*MATERIAL FOR THIS TASK*
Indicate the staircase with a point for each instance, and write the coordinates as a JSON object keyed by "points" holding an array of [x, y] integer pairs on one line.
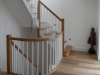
{"points": [[46, 50]]}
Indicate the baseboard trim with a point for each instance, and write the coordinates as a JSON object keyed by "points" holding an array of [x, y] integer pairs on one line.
{"points": [[0, 69], [80, 49]]}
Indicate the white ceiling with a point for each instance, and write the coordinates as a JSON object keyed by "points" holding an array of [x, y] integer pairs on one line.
{"points": [[19, 11]]}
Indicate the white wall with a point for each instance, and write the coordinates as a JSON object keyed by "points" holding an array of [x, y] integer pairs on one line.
{"points": [[8, 25], [80, 16]]}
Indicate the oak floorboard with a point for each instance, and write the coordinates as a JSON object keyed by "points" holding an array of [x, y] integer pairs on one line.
{"points": [[78, 63]]}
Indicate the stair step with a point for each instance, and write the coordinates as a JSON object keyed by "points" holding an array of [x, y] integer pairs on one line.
{"points": [[65, 42], [4, 73], [34, 13], [67, 51], [50, 33], [45, 28]]}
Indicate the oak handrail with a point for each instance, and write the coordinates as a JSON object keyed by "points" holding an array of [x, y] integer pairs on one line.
{"points": [[44, 39], [50, 10], [23, 53]]}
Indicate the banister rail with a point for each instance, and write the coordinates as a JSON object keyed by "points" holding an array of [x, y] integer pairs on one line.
{"points": [[50, 10], [44, 39]]}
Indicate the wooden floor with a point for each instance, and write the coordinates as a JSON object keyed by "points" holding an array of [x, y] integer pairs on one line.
{"points": [[78, 63]]}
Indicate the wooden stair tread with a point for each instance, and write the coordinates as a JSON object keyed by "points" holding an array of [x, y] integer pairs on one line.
{"points": [[67, 49], [50, 33], [45, 28], [43, 22], [65, 42]]}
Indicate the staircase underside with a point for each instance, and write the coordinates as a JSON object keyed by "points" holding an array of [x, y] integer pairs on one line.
{"points": [[67, 51], [78, 63]]}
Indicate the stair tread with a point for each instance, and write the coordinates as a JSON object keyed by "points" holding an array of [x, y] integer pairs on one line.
{"points": [[67, 49], [50, 33], [4, 73], [45, 28], [65, 42]]}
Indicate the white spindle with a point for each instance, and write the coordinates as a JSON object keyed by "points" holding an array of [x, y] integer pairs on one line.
{"points": [[20, 64], [55, 23], [36, 5], [49, 22], [47, 58], [44, 17], [14, 58], [53, 54], [23, 57], [18, 57], [60, 26], [57, 51], [59, 48], [50, 55], [27, 60], [32, 56], [52, 21], [37, 58], [42, 57], [32, 1]]}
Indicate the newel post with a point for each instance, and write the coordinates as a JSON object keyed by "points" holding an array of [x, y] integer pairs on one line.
{"points": [[63, 36], [38, 30], [9, 55]]}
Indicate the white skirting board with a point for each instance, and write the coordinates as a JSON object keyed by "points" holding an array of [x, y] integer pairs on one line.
{"points": [[80, 49]]}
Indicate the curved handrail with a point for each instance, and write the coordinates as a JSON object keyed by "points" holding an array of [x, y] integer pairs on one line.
{"points": [[44, 39]]}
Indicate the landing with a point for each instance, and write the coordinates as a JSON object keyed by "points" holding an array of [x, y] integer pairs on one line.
{"points": [[78, 63]]}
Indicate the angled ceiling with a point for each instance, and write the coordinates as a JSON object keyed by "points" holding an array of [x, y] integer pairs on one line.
{"points": [[19, 11]]}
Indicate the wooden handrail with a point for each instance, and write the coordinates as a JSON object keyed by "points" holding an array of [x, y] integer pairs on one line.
{"points": [[50, 10], [23, 54], [45, 39]]}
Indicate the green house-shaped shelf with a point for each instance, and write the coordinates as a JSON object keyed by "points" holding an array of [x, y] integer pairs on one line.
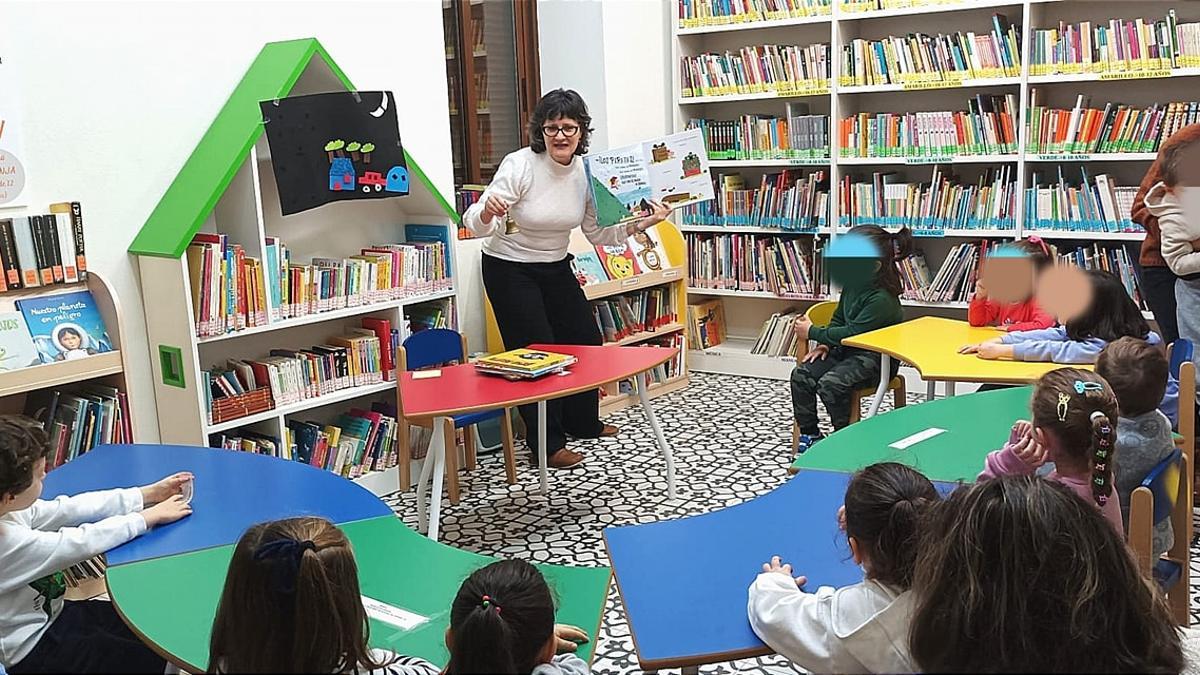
{"points": [[227, 186]]}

*CHALLENGE*
Reproduce all of the items above word for word, and leave the pictures out of your copy.

*SOLUTION FOR THIS EXERCISE*
Indicate the staircase with a point for each instance, and write the coordinates as a JSON object keyed by "points" holding an array of [x, y] integer pairs on one line.
{"points": [[46, 50]]}
Indicate the baseboard trim with a point for each instance, and write the coordinates as a JSON object keyed by "points" holding an array of [x, y] integer pairs on one line.
{"points": [[0, 69], [80, 49]]}
Indicate the white ceiling with a point for each instance, and write the coordinates as a JSON object keyed by "points" holding an array of [x, y] integer pairs on one line.
{"points": [[19, 11]]}
Indicate the white wall with a point for each instance, and write the coordinates as a JSON object keyed by "points" holding an array of [x, y] integer pairs on one line.
{"points": [[8, 25], [80, 16]]}
Indicate the oak floorboard with a point for each instance, and write the coordinates as a JSON object keyed by "points" holding an array of [x, y] integer pairs on one line.
{"points": [[78, 63]]}
Indicate the stair step with a point for each instance, and write the coordinates as a JSON object keyed by "points" holding an array of [x, y] integer pairs on one line.
{"points": [[65, 42], [4, 73], [34, 13], [67, 51], [50, 33], [45, 28]]}
Indicate the oak handrail with a point for each instance, and write the coordinates as a JSON object keyed by "points" holding an array of [x, y] integer pairs on one line.
{"points": [[44, 39], [50, 10], [23, 53]]}
Indicate the banister rail with a point for each instance, and write the coordinates as a JSON object keyed by "points" holding an array of [x, y] integer pairs on one line.
{"points": [[50, 10], [44, 39]]}
Indicate the wooden floor with a point for each instance, and write the coordinates as a JSON object keyed by "points" holding an array of [x, y] integer pairs on one line.
{"points": [[78, 63]]}
Indicate the wooden stair tread with a point for each instance, and write the coordinates as a JSON object keyed by "points" holding an array of [x, y] integer pairs on one line.
{"points": [[67, 49], [50, 33], [45, 28], [43, 22], [65, 42]]}
Indicate the staircase underside with a point for each instance, and write the coordinates as a JSON object keyed by "points" holding an array of [x, y] integer pairs on one line.
{"points": [[67, 51], [78, 63]]}
Indicate the stair tread with a point for each instance, and write the coordinates as a JSON object keyed by "points" holding an array of [x, y] integer pairs on one line.
{"points": [[67, 49], [50, 33], [4, 73], [45, 28], [65, 42]]}
Indicate the white spindle with a point for each instance, and write the coordinates as a JSON object keyed by "points" holding an array of [x, y] integer pairs on one line.
{"points": [[20, 64], [55, 23], [36, 5], [49, 22], [47, 58], [44, 17], [14, 58], [53, 54], [23, 57], [18, 57], [60, 26], [57, 51], [59, 48], [50, 55], [27, 60], [32, 56], [52, 21], [37, 58], [42, 57], [32, 1]]}
Indicate the newel post with a point for each instance, and write the coordinates as a JSON object keyed by "points" holding an array of [x, y] integer pairs on one line.
{"points": [[63, 36], [38, 30], [9, 55]]}
Indicate the white skirting board with a point for each instance, and write the coordinates as a JSON object keyed by "points" holding an array of [x, y] integer pairs on one line.
{"points": [[80, 49]]}
Indicate the curved handrail with a point for each instance, and write the coordinates as a JSON object keyed by "points" holding an array of [x, y] integer pairs on one line.
{"points": [[44, 39]]}
Indicate the landing with a point for each instance, and write the coordinates as a JSON object keyed by "points" holding an array of [x, y] integer pairs on one line.
{"points": [[78, 63]]}
Indicate the angled ceiling with a point for each instance, and write the coordinates as a JSON object keyed by "points" holding an array of [x, y] integer pairs on one line.
{"points": [[19, 11]]}
Indicate the wooden handrail with a point for each instance, and write the coordinates as a JSON object keyed by "points" holding an array of [x, y] integer pairs on one line.
{"points": [[50, 10], [23, 54], [45, 39]]}
Indicate the green house-shaped shelf with a point for each instance, and write the coordinates as a JSON object keyed by "points" holding an array of [x, y] integer pairs on one line.
{"points": [[227, 186]]}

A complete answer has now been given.